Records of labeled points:
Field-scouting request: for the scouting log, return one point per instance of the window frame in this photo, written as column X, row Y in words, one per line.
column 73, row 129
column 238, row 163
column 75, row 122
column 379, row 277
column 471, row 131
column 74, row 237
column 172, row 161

__Task prompt__
Please convert the records above into a two-column CSV with the headers text and answer. Give one row per record and put each record's text and its answer in a single quoted field, with line breaks replaced by spaces.

__Result for this exercise__
text,answer
"Field-scouting request: for the scouting log, return one point per instance of the window frame in this photo, written as column X, row Y in words, one per line.","column 73, row 129 column 238, row 163 column 75, row 122 column 379, row 277 column 471, row 131 column 74, row 237 column 172, row 161"